**小課題 A**:
以下の性的マイノリティの旅行者への環境整備に関する本文から、「4. 周囲の人の視線:じろじ」で始まり「傷ついているかもしれません。」で終わる部分を書き写してください。
=== 本文 ===
4.観光関連事業者として理解しておきたい性的マイノリティの方々への環境整備

性的マイノリティの方々の旅行に関するアンケートで具体的な困りごととして、

  1. 大浴場やトイレ:特に体の性と心の性が異なるトランスジェンダーが困る。また、情報や知識がなく性自認が確立していない子ども時代に、修学旅行がトラウマになってしまう。
  2. 予約時や情報収集時:不必要な、性別記載や異性愛前提の対応。必要以上の詮索をされたり、アメニティや浴衣、希望するプランが選べなかったりすることもある。
  3. スタッフ対応:レインボーフラッグが飾ってある場所でも、スタッフ教育が全くできておらず差別的な対応をされたことがある。
  4. 周囲の人の視線:じろじろ見られたり、差別的な言動を受けたりすることがあり自分自身を押し殺すことが多く、外出すら楽しめない。

といったことが挙げられました。これらを見ると、ハード面よりソフト面に課題が多いことがわかります。
 「どのように対応されると好感が持てるか」いう問いには、「普通の客として、同様の扱いやサービスを提供してくれること」という回答が最も多く寄せられました。サービス業に携わる人でも、初めて接するお客様には身構えてしまったり、ニーズを掴めなかったり、特に、相手がマイノリティの場合、無意識の思い込みや偏見が生じてしまうこともあります。
 時に、普段の会話で「あの人、あっち系だよね」などという話をすることはないでしょうか。「あっち系」や「オカマ・ホモ」、「オナベ・レズ」といった言葉は差別的用語です。もしかすると、友人や同僚の中に性的マイノリティでの人がいて、差別的な発言を耳にして、身近な人たちの無理解さに傷ついているかもしれません。
 観光関連事業者は、多様なお客様と接する機会が多いだけに、性的マイノリティの理解増進に関しても先進的取り組みが期待されます。まずは、身近な職場環境から差別的取り扱いやハラスメントとは何かについて理解を深め、誰もが気兼ねなく旅を楽しめる環境ついて考えてみてはいかがでしょうか。
=== 提供データ ===
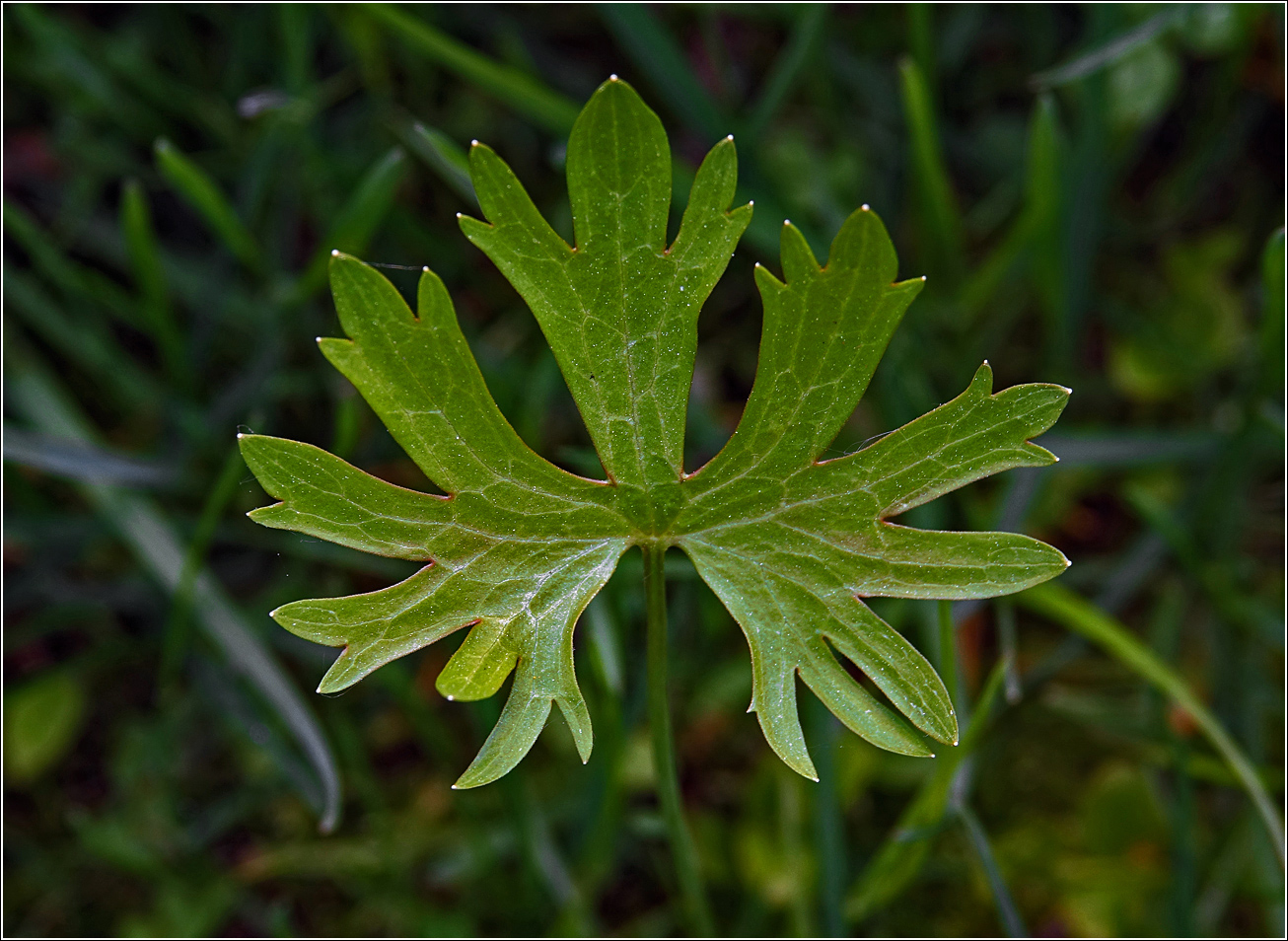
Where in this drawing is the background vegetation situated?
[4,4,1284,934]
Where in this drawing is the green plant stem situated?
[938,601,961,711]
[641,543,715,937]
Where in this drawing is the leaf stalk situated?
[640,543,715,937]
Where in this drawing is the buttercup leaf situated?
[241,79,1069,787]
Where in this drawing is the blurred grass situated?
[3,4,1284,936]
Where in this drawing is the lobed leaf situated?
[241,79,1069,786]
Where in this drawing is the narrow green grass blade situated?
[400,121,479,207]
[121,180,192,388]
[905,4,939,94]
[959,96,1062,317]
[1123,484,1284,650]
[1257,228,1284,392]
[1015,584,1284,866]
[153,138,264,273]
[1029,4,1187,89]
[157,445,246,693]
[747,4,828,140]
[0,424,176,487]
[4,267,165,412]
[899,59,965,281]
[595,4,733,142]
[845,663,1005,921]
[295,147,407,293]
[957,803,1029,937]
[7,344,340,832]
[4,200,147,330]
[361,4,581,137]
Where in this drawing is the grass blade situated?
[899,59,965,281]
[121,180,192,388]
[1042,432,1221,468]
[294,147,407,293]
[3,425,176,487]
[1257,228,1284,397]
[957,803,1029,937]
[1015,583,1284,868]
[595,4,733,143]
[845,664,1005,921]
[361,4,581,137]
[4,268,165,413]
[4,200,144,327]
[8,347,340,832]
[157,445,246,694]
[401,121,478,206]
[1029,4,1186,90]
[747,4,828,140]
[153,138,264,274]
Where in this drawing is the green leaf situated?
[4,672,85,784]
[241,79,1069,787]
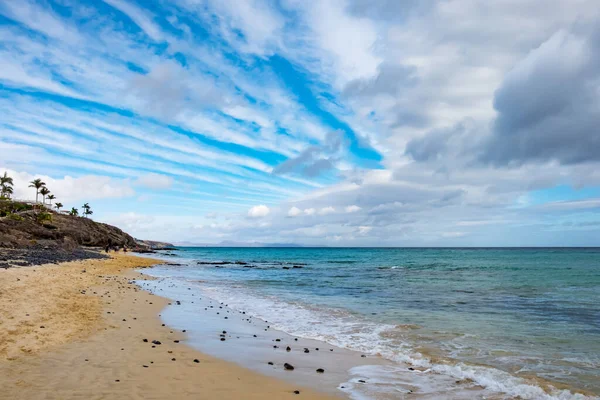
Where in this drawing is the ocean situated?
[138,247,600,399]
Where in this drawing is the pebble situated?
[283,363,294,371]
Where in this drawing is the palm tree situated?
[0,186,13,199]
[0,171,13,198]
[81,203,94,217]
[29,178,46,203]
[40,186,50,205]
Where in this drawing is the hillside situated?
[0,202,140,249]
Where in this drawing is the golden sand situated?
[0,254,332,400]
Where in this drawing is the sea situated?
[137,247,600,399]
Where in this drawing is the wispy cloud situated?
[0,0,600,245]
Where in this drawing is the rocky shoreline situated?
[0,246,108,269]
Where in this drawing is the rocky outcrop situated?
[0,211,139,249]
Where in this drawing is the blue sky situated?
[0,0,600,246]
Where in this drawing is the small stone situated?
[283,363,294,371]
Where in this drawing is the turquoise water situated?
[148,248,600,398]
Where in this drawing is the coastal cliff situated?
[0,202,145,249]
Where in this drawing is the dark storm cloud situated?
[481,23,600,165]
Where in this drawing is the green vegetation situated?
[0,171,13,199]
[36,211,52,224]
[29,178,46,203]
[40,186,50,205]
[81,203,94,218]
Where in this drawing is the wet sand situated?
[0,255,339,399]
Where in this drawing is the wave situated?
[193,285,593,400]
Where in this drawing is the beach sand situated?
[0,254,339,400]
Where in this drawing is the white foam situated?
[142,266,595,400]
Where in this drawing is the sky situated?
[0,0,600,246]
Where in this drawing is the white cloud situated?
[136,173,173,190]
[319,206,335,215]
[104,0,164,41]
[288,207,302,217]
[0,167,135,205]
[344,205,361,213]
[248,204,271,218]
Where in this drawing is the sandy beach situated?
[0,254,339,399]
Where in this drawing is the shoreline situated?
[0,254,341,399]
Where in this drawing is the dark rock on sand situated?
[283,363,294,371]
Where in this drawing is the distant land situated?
===
**小課題 B**:
記録のうち、「Where in this drawing is the sea situated?」を含む行から始まり「[0,202,145,249]」を含む行で終わる範囲だけを、「situated」を「located」に置き換えて書き直してください。ほかの部分は変えないでください。

**課題の解答 A**:
4. 周囲の人の視線:じろじろ見られたり、差別的な言動を受けたりすることがあり自分自身を押し殺すことが多く、外出すら楽しめない。

といったことが挙げられました。これらを見ると、ハード面よりソフト面に課題が多いことがわかります。
 「どのように対応されると好感が持てるか」いう問いには、「普通の客として、同様の扱いやサービスを提供してくれること」という回答が最も多く寄せられました。サービス業に携わる人でも、初めて接するお客様には身構えてしまったり、ニーズを掴めなかったり、特に、相手がマイノリティの場合、無意識の思い込みや偏見が生じてしまうこともあります。
 時に、普段の会話で「あの人、あっち系だよね」などという話をすることはないでしょうか。「あっち系」や「オカマ・ホモ」、「オナベ・レズ」といった言葉は差別的用語です。もしかすると、友人や同僚の中に性的マイノリティでの人がいて、差別的な発言を耳にして、身近な人たちの無理解さに傷ついているかもしれません。

**課題の解答 B**:
Where in this drawing is the sea located?
[137,247,600,399]
Where in this drawing is the wispy cloud located?
[0,0,600,245]
Where in this drawing is the rocky shoreline located?
[0,246,108,269]
Where in this drawing is the rocky outcrop located?
[0,211,139,249]
Where in this drawing is the blue sky located?
[0,0,600,246]
Where in this drawing is the small stone located?
[283,363,294,371]
Where in this drawing is the turquoise water located?
[148,248,600,398]
Where in this drawing is the coastal cliff located?
[0,202,145,249]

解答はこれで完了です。